▶ Exercise details: Copy out the rows from the line containing "person wearing red" through the last line of the rows, both included, and reproduce them without any change.

►

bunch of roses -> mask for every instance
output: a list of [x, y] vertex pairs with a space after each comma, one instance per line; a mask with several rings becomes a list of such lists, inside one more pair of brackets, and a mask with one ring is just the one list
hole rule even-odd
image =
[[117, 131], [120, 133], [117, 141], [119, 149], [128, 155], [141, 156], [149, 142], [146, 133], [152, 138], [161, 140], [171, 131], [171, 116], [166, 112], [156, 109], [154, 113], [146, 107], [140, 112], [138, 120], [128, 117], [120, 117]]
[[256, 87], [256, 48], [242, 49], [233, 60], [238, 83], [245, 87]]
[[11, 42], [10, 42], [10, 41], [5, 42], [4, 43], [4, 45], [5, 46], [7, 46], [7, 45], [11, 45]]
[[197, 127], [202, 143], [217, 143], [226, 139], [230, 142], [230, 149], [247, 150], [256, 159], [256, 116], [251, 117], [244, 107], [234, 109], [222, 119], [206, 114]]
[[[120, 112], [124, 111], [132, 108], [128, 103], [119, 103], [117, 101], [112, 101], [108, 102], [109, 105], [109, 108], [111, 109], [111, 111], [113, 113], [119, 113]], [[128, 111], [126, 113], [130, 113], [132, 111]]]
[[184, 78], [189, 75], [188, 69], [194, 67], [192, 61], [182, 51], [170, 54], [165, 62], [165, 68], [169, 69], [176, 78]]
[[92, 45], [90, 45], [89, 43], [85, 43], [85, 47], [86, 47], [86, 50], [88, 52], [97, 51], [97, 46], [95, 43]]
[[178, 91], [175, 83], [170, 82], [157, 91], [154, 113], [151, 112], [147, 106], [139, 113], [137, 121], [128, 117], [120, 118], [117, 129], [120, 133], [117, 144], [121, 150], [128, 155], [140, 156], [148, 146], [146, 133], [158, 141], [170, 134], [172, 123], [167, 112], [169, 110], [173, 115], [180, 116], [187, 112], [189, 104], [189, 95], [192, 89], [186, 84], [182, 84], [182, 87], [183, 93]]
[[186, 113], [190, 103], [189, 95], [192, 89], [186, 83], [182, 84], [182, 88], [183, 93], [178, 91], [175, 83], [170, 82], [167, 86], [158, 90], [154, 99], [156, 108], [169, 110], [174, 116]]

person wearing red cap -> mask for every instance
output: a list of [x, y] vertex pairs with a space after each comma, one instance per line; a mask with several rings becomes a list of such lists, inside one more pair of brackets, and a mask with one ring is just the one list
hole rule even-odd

◄

▶ Task solution:
person wearing red cap -> mask for every instance
output: a list of [x, y] vertex pairs with a space after each comma, one instance per line; a mask with several rings becomes a list of such lists, inside one more pair of brackets, and a mask with one ring is just the one list
hole rule even-odd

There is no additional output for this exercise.